The Hair...
Do you think we should share our secrets with her? Nawwww, I'm not that nice...
But in answer to your question about me and OT, I made a promise to Beverly to help keep the peace in this forum. She deserves that and so much more. The OT forum has many subjects that are contraversial to my beliefs. I have to be humble enough to realize that not everyone thinks like I do....
I also have to be humble to respect the order of the House and the owner of this website, Beverly. For me to tempt opposition in the OT forum, or anywhere would be disrespectful to her Leadership here. Plus, contrary to what some may believe, I do care about the women here. All of them.
No matter how 'lovingly' or how well my intentions may be to state my replies on OT, they will always be misunderstood to cause offense.
When I speak of God, it's not to preach. I'm in love with Him and when you love someone, you talk about them...to everyone. I have to realize that I may not have expressed that in a way to easily understand. I've offended too many people with this. It was never my intention.

• _Problems to solve_
1. Quote the entire forum post word for word.
2. In the listing, update the lines from the one with "Kindly give the mask of every instance of the white bikini" up to and including the one with "156L208 158L210 158L214" by replacing "bikini bottom" with "swimsuit bottom". Leave everything else unchanged, and give only those lines.
The forum post and the listing come from separate sources.

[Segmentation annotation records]
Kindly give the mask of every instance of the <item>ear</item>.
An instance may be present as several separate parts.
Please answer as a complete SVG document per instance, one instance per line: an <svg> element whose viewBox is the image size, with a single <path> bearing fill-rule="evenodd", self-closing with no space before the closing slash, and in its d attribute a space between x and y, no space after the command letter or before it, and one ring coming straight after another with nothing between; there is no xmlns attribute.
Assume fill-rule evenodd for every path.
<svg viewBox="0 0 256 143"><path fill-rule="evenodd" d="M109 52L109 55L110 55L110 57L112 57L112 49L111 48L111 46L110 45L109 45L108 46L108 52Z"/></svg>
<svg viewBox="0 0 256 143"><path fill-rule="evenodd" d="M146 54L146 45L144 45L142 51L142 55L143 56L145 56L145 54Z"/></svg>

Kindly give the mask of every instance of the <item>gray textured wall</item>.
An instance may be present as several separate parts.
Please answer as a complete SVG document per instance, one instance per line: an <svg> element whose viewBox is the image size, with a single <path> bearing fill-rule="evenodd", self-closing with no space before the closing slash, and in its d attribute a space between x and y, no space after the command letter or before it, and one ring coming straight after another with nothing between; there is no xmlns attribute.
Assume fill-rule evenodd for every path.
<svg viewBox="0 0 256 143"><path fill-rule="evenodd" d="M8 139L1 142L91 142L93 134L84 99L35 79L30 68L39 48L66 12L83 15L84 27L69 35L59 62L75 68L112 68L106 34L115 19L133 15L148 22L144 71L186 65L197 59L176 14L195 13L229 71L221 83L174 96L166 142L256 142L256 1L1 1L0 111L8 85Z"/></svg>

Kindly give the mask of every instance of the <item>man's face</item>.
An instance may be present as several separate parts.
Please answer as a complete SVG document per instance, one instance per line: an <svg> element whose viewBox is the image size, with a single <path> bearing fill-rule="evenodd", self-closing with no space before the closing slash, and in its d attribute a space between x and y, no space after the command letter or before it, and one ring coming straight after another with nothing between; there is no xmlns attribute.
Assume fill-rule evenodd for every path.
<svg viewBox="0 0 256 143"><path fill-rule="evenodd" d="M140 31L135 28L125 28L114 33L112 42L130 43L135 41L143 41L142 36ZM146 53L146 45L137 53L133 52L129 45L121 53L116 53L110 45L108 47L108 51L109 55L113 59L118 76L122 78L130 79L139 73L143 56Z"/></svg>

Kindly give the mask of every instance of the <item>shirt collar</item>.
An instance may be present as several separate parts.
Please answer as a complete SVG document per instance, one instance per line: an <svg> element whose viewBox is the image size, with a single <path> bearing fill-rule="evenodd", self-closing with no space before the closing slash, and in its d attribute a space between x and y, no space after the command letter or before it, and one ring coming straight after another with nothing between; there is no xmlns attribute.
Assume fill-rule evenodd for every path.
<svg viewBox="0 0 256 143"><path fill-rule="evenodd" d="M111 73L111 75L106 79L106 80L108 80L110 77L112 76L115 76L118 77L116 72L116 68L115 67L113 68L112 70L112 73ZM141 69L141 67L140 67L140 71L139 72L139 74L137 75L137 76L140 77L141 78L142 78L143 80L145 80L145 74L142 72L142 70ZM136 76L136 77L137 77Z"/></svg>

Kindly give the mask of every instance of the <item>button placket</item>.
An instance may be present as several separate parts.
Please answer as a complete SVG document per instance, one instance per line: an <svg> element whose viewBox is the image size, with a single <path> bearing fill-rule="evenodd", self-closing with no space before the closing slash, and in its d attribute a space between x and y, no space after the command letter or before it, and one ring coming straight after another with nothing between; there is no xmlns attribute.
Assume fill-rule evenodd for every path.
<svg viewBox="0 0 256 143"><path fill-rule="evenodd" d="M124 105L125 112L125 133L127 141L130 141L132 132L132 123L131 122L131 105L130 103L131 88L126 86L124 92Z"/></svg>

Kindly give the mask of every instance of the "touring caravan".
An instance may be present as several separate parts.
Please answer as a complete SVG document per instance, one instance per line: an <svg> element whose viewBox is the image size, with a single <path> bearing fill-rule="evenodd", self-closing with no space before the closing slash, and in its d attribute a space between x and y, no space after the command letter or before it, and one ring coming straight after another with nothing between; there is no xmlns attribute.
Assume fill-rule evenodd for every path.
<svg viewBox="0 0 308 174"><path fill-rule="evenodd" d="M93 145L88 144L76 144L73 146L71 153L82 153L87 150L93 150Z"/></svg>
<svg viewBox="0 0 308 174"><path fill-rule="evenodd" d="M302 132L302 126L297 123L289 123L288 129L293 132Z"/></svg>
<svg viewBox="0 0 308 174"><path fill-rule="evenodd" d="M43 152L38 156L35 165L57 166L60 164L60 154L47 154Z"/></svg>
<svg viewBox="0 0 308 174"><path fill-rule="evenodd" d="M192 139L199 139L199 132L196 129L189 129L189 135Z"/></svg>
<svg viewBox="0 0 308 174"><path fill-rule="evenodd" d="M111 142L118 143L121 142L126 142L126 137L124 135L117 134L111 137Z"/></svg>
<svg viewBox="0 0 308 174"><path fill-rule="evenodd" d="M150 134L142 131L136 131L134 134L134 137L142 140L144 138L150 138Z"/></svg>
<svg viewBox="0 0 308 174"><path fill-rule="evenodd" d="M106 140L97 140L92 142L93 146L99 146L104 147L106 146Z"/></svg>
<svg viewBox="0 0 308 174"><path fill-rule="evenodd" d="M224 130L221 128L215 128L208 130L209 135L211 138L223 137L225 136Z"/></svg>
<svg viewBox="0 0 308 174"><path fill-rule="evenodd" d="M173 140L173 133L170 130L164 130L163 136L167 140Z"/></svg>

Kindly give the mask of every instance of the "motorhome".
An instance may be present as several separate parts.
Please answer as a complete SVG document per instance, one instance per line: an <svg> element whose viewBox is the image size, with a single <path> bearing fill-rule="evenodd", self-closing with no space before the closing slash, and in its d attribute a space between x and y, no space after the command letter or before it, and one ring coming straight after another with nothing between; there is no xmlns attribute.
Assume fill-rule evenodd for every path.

---

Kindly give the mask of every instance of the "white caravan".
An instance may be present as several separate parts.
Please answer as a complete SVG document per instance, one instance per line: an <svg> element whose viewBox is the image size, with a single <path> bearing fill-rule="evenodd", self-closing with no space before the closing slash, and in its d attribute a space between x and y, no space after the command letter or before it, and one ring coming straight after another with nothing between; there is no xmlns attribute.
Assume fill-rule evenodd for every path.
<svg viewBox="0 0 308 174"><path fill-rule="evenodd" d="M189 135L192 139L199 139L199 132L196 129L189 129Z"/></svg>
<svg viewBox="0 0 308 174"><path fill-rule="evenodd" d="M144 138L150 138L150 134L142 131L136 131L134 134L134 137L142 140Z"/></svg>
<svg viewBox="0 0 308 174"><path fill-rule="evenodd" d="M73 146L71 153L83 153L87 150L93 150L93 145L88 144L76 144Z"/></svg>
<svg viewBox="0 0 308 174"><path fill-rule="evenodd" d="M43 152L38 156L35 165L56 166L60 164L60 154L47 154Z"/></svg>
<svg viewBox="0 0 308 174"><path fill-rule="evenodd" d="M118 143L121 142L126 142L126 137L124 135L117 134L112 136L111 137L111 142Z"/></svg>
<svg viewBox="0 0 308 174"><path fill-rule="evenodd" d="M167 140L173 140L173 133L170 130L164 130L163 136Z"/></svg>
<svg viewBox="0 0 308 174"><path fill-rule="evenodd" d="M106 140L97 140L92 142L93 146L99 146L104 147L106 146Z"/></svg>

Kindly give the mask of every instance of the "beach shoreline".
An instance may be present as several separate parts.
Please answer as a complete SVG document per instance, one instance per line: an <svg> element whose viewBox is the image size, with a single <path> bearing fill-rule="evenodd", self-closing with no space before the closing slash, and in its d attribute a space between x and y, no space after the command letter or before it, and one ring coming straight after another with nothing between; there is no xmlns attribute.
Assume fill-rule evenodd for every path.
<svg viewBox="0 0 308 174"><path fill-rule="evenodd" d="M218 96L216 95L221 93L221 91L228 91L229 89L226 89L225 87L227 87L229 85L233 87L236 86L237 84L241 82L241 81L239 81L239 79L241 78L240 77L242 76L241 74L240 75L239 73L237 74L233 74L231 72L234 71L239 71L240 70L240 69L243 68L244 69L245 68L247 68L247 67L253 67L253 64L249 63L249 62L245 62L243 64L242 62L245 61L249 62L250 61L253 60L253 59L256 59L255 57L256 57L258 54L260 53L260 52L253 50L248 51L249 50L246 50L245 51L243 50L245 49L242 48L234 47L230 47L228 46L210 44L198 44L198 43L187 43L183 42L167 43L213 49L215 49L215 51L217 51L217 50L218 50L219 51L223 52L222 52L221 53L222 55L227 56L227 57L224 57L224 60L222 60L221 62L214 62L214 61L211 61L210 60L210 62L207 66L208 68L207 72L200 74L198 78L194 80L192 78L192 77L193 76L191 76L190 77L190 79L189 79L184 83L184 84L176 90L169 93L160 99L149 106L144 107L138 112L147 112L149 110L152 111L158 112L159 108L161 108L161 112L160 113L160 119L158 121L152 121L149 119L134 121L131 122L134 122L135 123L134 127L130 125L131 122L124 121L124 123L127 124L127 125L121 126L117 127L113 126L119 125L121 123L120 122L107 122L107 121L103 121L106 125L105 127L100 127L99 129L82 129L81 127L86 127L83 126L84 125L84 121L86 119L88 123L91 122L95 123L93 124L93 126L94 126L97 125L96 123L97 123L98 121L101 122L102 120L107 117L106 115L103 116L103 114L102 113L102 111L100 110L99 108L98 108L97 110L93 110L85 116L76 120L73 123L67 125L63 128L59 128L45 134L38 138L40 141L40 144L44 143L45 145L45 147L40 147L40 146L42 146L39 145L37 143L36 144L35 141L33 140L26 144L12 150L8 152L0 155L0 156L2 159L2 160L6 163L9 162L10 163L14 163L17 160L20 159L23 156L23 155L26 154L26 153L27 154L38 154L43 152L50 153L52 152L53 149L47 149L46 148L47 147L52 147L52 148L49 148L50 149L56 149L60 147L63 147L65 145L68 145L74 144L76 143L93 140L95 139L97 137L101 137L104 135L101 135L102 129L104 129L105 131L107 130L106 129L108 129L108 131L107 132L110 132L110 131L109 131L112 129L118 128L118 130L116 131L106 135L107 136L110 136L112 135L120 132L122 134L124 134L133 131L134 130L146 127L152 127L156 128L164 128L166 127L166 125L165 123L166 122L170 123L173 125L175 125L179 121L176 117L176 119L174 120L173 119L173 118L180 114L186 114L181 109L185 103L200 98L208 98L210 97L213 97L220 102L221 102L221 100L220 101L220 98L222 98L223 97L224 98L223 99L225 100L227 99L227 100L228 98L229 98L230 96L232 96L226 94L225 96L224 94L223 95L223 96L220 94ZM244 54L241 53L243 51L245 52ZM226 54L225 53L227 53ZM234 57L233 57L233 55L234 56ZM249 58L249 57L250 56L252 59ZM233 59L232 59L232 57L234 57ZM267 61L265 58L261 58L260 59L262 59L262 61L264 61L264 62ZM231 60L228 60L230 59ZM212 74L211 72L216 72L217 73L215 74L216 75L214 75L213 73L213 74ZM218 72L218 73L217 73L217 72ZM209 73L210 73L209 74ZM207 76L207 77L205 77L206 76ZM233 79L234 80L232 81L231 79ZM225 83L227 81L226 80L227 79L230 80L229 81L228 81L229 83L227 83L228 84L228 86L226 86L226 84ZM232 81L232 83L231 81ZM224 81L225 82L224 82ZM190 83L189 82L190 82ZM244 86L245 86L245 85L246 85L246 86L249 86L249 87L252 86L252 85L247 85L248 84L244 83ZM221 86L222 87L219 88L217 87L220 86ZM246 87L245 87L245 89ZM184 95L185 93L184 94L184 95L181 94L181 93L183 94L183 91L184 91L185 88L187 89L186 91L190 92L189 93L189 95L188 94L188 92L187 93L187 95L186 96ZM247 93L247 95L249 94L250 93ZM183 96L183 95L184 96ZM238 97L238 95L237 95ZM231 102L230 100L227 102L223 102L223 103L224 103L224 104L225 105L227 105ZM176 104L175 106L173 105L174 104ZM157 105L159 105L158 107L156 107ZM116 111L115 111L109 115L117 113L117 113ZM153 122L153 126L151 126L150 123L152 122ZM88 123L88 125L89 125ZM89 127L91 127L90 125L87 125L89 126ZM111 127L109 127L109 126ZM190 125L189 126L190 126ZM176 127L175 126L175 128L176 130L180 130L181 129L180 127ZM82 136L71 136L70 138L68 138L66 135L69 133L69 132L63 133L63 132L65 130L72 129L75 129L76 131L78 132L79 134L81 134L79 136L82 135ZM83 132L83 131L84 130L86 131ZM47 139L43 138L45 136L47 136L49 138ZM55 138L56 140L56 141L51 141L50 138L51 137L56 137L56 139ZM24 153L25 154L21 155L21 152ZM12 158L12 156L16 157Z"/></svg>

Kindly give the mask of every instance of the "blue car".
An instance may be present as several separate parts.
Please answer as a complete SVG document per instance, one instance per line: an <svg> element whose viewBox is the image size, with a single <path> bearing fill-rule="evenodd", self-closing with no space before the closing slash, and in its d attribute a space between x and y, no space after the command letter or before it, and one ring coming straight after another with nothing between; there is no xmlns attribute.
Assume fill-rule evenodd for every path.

---

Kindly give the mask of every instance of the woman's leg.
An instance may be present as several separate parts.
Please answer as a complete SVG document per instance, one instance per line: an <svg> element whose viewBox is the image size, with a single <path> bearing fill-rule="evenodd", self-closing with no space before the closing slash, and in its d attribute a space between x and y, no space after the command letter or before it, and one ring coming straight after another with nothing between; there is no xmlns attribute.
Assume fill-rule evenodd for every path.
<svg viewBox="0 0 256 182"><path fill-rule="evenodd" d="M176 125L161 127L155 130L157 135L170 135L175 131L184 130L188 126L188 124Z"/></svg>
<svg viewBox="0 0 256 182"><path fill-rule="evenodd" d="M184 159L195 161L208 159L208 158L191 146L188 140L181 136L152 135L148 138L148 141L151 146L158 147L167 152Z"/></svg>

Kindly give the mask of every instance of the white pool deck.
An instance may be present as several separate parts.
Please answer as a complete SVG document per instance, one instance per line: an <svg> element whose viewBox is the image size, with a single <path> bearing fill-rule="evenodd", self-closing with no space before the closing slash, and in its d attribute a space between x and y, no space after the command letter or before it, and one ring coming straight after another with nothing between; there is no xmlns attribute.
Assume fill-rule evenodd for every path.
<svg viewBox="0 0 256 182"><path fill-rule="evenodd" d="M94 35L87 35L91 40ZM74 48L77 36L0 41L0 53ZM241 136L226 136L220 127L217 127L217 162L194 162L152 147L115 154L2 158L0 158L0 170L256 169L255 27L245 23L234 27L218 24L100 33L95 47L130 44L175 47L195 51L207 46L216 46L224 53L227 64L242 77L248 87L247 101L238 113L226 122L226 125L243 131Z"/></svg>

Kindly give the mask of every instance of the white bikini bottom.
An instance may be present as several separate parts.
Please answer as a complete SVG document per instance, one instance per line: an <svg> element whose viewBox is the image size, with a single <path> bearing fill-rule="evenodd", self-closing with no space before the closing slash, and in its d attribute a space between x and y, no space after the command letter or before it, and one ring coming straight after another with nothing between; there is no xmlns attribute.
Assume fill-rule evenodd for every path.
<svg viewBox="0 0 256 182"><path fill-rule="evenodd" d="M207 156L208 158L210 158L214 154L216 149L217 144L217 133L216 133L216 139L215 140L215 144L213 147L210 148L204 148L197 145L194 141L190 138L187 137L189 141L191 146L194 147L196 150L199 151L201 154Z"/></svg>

• _In response_
1.
The Hair...
Do you think we should share our secrets with her? Nawwww, I'm not that nice...
But in answer to your question about me and OT, I made a promise to Beverly to help keep the peace in this forum. She deserves that and so much more. The OT forum has many subjects that are contraversial to my beliefs. I have to be humble enough to realize that not everyone thinks like I do....
I also have to be humble to respect the order of the House and the owner of this website, Beverly. For me to tempt opposition in the OT forum, or anywhere would be disrespectful to her Leadership here. Plus, contrary to what some may believe, I do care about the women here. All of them.
No matter how 'lovingly' or how well my intentions may be to state my replies on OT, they will always be misunderstood to cause offense.
When I speak of God, it's not to preach. I'm in love with Him and when you love someone, you talk about them...to everyone. I have to realize that I may not have expressed that in a way to easily understand. I've offended too many people with this. It was never my intention.

2.
Kindly give the mask of every instance of the white swimsuit bottom.
An instance may be present as several separate parts.
Please answer as a complete SVG document per instance, one instance per line: an <svg> element whose viewBox is the image size, with a single <path> bearing fill-rule="evenodd", self-closing with no space before the closing slash, and in its d attribute a space between x and y, no space after the command letter or before it, and one ring coming straight after another with nothing between; there is no xmlns attribute.
Assume fill-rule evenodd for every path.
<svg viewBox="0 0 256 182"><path fill-rule="evenodd" d="M207 156L208 158L210 158L214 154L216 149L217 144L217 133L216 133L216 139L215 140L215 144L213 147L210 148L204 148L197 145L194 141L190 138L187 137L189 141L191 146L194 147L196 150L199 151L201 154Z"/></svg>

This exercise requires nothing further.